**Selected extract**
= = =

Honorands awarded for achievements in law, art, education, science
A field of stars to be recognized during Class of 2021 ceremony
Harvard will recognize seven with honorary degrees during today’s Honoring the Class of 2021 ceremony.
Frances Hamilton Arnold
Doctor of Science
Recipient of the 2018 Nobel Prize in chemistry, Frances Hamilton Arnold has harnessed the principles of evolutionary biology to generate novel and useful enzymes and other proteins that touch millions of lives every day. Her pioneering methods of “directed evolution” have led to new means of manufacturing environmentally friendly fuels, pharmaceuticals, and other substances.
The Linus Pauling Professor of Chemical Engineering, Bioengineering and Biochemistry at the California Institute of Technology, Arnold is one of today’s foremost chemical engineers and a leader in both the public and private sectors. She was recently appointed by President Biden as co-chair of the President’s Council of Advisors on Science and Technology (PCAST). She holds a bachelor’s degree from Princeton University and a Ph.D. from the University of California, Berkeley.
Her Nobel lecture cites nature as “a brilliant chemist and by far the best engineer of all time,” elucidating the awe-inspiring role of the process of evolution as a “grand diversity-generating machine” responsible for all life on Earth.
Arnold holds more than 60 U.S. patents and has co-founded three companies that focus on development of fuels, non-toxic pest controls, and sustainable development of medicines and chemicals. She is the first woman to have been elected to all three of the U.S. National Academies of Engineering, Medicine, and Science. A member of the American Philosophical Society, she has received honors including the Millennium Technology Prize, the Charles Stark Draper Prize, and the National Medal of Technology and Innovation.

= = =

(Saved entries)

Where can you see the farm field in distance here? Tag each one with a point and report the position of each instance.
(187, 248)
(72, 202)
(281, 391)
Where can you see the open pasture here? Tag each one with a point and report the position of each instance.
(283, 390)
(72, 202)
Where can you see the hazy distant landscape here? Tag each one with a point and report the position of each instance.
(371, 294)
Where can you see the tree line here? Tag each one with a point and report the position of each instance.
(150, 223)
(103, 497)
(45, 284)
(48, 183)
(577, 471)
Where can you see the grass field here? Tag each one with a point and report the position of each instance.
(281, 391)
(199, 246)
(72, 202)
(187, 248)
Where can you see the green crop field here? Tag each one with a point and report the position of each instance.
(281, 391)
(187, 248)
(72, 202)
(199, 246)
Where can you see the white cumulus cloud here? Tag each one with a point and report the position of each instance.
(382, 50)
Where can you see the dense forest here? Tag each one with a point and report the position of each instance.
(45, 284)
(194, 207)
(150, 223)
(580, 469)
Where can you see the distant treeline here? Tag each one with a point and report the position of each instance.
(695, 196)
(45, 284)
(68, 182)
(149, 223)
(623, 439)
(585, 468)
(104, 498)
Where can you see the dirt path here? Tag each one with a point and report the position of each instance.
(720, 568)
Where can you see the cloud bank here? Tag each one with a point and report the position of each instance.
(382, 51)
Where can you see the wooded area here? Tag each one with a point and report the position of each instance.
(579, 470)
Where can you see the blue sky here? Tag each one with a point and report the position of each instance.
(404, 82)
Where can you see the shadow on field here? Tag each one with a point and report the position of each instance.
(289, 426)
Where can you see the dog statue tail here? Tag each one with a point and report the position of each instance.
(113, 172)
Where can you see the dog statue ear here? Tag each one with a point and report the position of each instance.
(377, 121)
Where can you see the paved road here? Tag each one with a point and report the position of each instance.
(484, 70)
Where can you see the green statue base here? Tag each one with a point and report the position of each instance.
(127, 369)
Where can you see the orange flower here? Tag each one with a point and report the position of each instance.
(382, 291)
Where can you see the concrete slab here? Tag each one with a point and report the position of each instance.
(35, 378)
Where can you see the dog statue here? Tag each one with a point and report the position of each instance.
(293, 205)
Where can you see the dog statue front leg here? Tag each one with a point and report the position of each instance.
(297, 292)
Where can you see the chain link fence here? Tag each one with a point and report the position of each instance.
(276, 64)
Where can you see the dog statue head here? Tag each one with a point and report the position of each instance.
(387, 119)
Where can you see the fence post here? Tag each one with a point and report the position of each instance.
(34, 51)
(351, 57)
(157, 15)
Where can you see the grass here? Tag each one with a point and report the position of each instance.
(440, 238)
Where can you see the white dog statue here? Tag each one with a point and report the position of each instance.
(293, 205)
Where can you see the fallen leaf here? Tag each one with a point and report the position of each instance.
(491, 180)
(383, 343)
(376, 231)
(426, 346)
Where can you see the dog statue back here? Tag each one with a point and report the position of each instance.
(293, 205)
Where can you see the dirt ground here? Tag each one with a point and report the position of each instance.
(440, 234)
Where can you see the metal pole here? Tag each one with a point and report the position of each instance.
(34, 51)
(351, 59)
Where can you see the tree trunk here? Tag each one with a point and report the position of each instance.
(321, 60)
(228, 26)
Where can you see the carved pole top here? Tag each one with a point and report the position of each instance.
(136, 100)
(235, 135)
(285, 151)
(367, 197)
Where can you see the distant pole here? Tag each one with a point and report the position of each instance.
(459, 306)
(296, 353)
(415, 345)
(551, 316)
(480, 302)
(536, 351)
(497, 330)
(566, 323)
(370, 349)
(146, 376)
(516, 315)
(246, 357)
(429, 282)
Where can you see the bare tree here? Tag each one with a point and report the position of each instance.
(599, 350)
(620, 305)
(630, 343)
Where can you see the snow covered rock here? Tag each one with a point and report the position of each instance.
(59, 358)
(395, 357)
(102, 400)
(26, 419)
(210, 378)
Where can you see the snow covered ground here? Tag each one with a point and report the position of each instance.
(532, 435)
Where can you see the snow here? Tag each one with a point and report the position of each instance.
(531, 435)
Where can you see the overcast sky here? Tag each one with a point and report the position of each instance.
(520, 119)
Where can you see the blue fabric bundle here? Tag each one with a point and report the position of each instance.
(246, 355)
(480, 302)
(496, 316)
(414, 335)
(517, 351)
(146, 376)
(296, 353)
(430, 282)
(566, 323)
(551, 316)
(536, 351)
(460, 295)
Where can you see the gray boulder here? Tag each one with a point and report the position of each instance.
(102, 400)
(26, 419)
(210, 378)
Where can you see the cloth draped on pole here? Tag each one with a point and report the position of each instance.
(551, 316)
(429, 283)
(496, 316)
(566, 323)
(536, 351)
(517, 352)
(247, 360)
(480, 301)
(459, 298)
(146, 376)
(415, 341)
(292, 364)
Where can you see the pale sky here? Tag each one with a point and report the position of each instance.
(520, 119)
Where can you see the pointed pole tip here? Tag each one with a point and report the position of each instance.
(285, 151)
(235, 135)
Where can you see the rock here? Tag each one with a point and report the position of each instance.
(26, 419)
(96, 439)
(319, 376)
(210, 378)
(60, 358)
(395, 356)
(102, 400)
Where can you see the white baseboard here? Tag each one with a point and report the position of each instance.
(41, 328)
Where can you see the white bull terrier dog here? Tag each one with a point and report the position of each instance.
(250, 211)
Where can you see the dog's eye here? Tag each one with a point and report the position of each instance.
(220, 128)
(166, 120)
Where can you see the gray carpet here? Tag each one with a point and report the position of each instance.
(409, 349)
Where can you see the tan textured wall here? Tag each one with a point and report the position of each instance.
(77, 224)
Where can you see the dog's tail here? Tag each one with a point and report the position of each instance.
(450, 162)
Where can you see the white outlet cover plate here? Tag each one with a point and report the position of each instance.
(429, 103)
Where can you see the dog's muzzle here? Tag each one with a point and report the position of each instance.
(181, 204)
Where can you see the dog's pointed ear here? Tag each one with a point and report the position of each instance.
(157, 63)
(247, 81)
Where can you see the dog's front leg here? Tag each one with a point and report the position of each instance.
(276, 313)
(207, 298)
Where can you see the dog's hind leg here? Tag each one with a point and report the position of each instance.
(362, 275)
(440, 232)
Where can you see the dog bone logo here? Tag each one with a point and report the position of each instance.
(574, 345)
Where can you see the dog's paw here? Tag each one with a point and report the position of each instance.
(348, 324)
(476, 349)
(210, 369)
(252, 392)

= = =

**Check your understanding**
- 1) According to the article on Harvard's honorary degree recipients, which prize did Frances Hamilton Arnold receive in 2018?
- 2) Extend the article on Harvard's honorary degree recipients, picking up after its last sentence.
The records are separate material and are not connected to the honorary degree article.

**Results by task**
- 1) The 2018 Nobel Prize in chemistry.

- 2)
Martin Baron
Doctor of Laws
One of the most widely respected editors in journalism, Martin “Marty” Baron is the former executive editor of The Washington Post. Over a career spanning more than four decades, Baron has also led such esteemed newspapers as The Miami Herald and The Boston Globe, and worked in leadership posts at The New York Times and the Los Angeles Times.
A strong advocate for the press’ essential role in holding powerful institutions accountable and in contributing to the vitality of a democratic society, Baron has guided newsrooms in their coverage of numerous stories recognized with Pulitzer Prizes, Polk Awards, and other major honors. Among other things, in 2019 he guided The Post in publishing The Afghanistan Papers, and in 2014, he oversaw groundbreaking reporting that uncovered large-scale surveillance of civilians by the National Security Agency. The Post won 10 Pulitzers under his leadership.
During his 11-year tenure as the editor of The Globe, the paper won six Pulitzers, for public service, explanatory journalism, national reporting, and criticism. Most notably, The Globe won the Pulitzer Prize for public service in 2003 for its wide-ranging investigation into the Catholic Church’s pattern of concealing sex abuse by clergy. The investigation and its impact were portrayed in the Academy Award-winning movie “Spotlight.”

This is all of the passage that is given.